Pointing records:
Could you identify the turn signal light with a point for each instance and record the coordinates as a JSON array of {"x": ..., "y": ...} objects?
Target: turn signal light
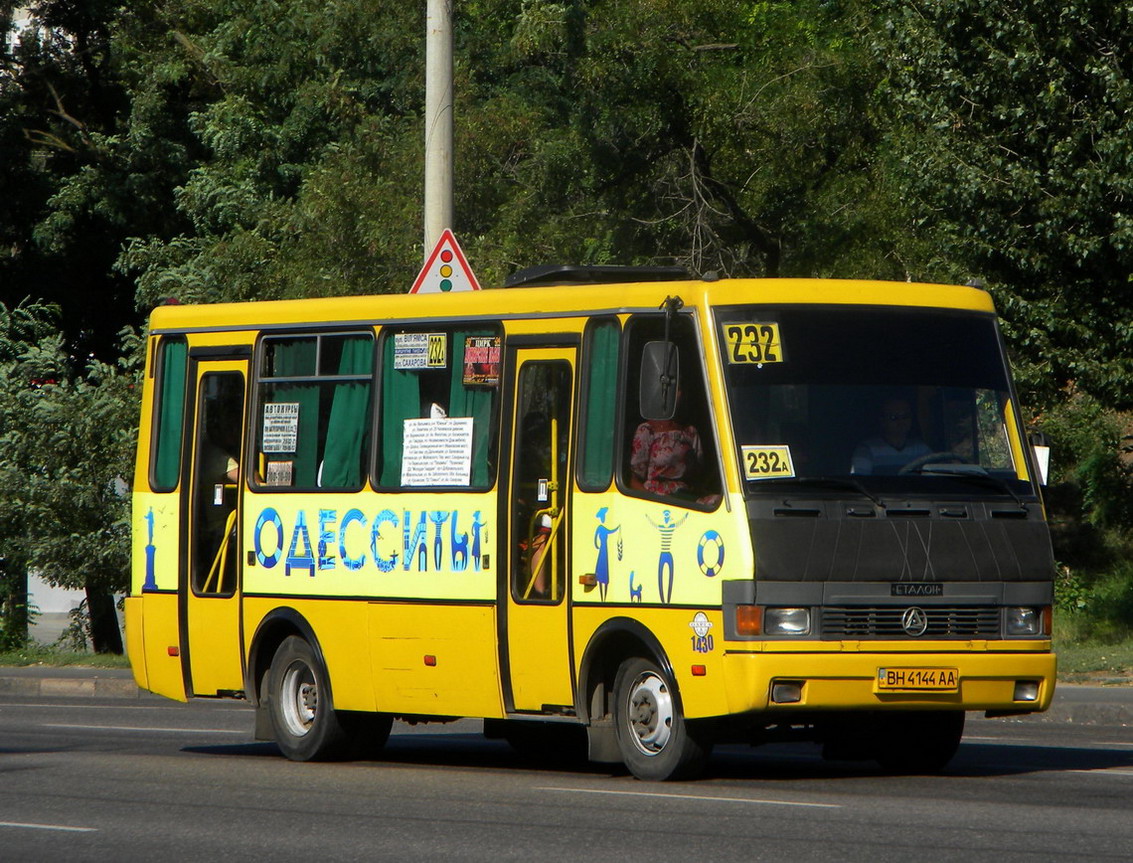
[{"x": 749, "y": 620}]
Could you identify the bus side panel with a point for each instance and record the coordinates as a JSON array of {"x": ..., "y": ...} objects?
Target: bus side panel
[
  {"x": 155, "y": 616},
  {"x": 435, "y": 659},
  {"x": 703, "y": 692},
  {"x": 135, "y": 641}
]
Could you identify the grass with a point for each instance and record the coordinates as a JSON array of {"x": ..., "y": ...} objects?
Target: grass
[
  {"x": 50, "y": 655},
  {"x": 1090, "y": 661}
]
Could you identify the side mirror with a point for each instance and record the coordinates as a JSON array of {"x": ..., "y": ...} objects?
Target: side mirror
[
  {"x": 659, "y": 374},
  {"x": 1041, "y": 452}
]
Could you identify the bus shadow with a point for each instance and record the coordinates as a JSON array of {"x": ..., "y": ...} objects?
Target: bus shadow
[
  {"x": 434, "y": 750},
  {"x": 973, "y": 760},
  {"x": 781, "y": 762}
]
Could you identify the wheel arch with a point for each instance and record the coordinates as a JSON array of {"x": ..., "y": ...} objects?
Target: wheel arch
[
  {"x": 612, "y": 643},
  {"x": 271, "y": 631}
]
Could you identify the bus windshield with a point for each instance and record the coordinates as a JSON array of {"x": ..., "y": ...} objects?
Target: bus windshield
[{"x": 885, "y": 400}]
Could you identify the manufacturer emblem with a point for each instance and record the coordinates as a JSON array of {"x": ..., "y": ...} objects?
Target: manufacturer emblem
[{"x": 914, "y": 622}]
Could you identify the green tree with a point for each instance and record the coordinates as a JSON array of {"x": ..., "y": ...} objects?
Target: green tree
[
  {"x": 66, "y": 451},
  {"x": 1015, "y": 128}
]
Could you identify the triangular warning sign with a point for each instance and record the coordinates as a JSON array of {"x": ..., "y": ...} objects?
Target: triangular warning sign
[{"x": 445, "y": 270}]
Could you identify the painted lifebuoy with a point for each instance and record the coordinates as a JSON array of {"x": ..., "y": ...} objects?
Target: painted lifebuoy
[{"x": 713, "y": 561}]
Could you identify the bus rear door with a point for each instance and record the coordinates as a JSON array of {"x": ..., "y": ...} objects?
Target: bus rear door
[
  {"x": 535, "y": 639},
  {"x": 210, "y": 572}
]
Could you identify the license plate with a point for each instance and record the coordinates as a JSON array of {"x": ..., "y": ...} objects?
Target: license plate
[{"x": 933, "y": 680}]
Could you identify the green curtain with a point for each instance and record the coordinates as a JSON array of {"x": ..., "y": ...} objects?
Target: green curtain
[
  {"x": 348, "y": 426},
  {"x": 296, "y": 358},
  {"x": 401, "y": 395},
  {"x": 167, "y": 467},
  {"x": 475, "y": 402},
  {"x": 601, "y": 408}
]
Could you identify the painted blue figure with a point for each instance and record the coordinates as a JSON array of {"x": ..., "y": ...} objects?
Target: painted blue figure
[
  {"x": 151, "y": 580},
  {"x": 459, "y": 543},
  {"x": 601, "y": 541},
  {"x": 437, "y": 518},
  {"x": 417, "y": 545},
  {"x": 667, "y": 527},
  {"x": 477, "y": 527}
]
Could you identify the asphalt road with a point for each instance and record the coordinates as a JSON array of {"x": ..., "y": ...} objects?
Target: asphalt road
[{"x": 98, "y": 779}]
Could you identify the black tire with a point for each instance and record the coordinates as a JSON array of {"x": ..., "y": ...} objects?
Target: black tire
[
  {"x": 306, "y": 725},
  {"x": 655, "y": 740},
  {"x": 919, "y": 742}
]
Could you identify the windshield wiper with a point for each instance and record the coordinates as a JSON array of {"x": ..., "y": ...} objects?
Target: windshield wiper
[
  {"x": 832, "y": 483},
  {"x": 974, "y": 473}
]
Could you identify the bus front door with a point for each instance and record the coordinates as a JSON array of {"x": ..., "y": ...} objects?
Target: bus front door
[
  {"x": 535, "y": 638},
  {"x": 210, "y": 572}
]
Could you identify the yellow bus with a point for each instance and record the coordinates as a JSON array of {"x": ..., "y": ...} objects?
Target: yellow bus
[{"x": 616, "y": 505}]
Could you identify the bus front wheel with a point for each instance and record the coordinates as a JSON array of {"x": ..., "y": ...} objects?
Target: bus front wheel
[
  {"x": 304, "y": 719},
  {"x": 655, "y": 740}
]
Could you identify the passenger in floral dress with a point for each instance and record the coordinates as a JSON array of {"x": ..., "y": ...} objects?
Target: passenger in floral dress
[{"x": 665, "y": 456}]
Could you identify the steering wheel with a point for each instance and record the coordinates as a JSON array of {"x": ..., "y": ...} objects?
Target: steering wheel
[{"x": 945, "y": 456}]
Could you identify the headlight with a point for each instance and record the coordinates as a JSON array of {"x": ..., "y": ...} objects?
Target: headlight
[
  {"x": 1023, "y": 622},
  {"x": 786, "y": 621}
]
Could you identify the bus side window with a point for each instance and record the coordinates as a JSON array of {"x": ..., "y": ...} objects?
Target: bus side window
[
  {"x": 169, "y": 415},
  {"x": 314, "y": 410},
  {"x": 439, "y": 407},
  {"x": 676, "y": 458},
  {"x": 599, "y": 404}
]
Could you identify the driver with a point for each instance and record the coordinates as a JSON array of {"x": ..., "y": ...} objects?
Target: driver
[{"x": 894, "y": 446}]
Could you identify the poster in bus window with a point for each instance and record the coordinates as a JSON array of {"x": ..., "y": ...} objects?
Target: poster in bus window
[
  {"x": 415, "y": 351},
  {"x": 281, "y": 427},
  {"x": 482, "y": 360},
  {"x": 437, "y": 452}
]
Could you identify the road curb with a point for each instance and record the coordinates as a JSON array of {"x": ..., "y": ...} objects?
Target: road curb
[{"x": 70, "y": 686}]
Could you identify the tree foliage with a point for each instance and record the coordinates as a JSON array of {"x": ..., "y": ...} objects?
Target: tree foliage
[{"x": 1015, "y": 128}]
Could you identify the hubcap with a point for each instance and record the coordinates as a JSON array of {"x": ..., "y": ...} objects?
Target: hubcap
[
  {"x": 650, "y": 714},
  {"x": 299, "y": 699}
]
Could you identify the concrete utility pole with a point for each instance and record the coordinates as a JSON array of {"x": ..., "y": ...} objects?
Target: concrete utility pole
[{"x": 437, "y": 120}]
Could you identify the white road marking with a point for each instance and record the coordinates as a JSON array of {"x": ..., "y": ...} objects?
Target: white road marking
[
  {"x": 139, "y": 728},
  {"x": 60, "y": 828},
  {"x": 695, "y": 796}
]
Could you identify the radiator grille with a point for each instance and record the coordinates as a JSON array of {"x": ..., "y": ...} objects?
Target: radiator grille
[{"x": 944, "y": 622}]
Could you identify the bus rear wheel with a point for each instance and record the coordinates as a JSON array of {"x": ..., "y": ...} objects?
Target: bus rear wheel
[
  {"x": 655, "y": 740},
  {"x": 306, "y": 726}
]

• WHAT TO WORK ON:
Copy out everything from the line containing "Could you identify the bus rear wheel" down to the end of the material, keeping every line unchanged.

• WRITTEN SOLUTION:
Could you identify the bus rear wheel with a point for each instance and record the coordinates as a JSON array of {"x": ..., "y": ...} objects?
Target: bus rear wheel
[
  {"x": 655, "y": 740},
  {"x": 306, "y": 726}
]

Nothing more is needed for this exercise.